§ Material for the task:
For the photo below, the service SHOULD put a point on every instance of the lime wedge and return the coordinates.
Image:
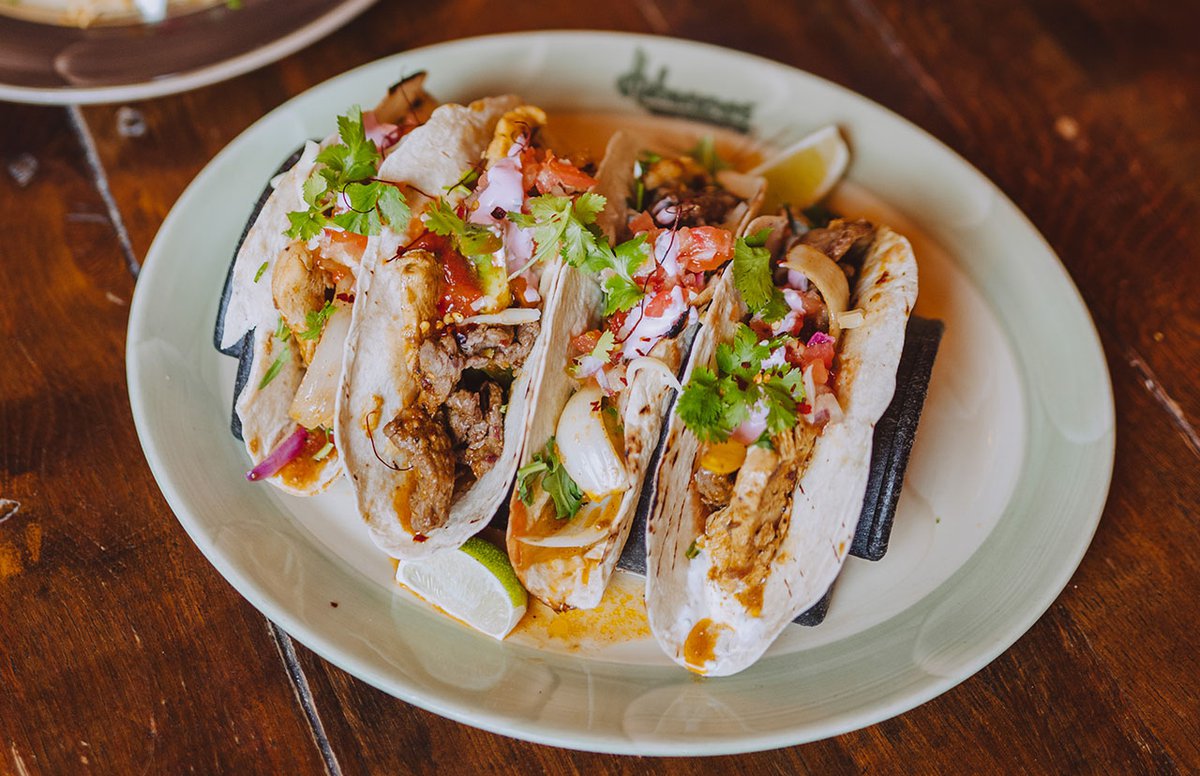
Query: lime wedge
(474, 583)
(805, 172)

§ Exercise:
Reproduce the listing above line for line, leaving out the pictures.

§ Written response:
For the photo below, the service SHOULD put a point on every instance of the lime wedge and return the coordinates.
Image:
Query: lime wedge
(474, 583)
(805, 172)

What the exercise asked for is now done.